§ Raw data

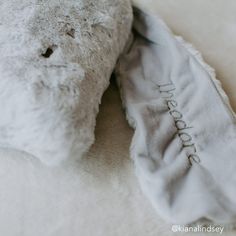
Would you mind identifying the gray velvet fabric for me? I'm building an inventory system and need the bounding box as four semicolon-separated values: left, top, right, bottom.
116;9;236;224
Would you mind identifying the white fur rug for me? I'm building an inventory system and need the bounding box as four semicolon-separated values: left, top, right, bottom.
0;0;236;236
...
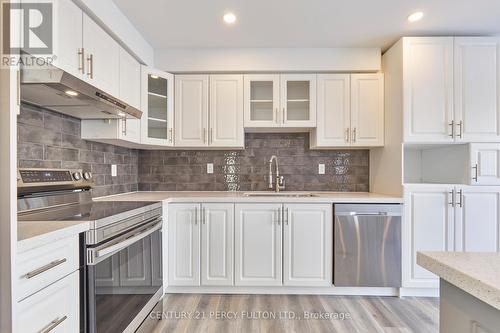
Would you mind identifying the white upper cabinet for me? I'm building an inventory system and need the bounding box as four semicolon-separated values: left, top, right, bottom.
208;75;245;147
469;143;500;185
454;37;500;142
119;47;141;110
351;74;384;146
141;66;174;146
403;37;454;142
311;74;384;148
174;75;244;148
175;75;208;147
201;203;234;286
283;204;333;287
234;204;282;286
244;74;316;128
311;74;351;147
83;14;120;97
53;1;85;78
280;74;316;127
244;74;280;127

§ Work to complete
Can you copy out the rows exactly, from the line with "Would you mind identifying the white upper" up to and including the line with "280;74;316;127"?

§ The reply
Would you mind identifying the white upper cabinet for me? I'm building an inventory system and need the bounding box as four semicolon-separated values: left, top, right, bottom.
208;75;245;147
469;143;500;185
454;37;500;142
119;47;141;110
351;74;384;146
141;66;174;146
403;37;454;142
311;74;384;148
174;75;244;148
175;75;208;147
201;203;234;286
283;204;333;287
234;204;282;286
244;74;316;128
311;74;351;147
83;14;120;97
53;1;85;78
280;74;316;127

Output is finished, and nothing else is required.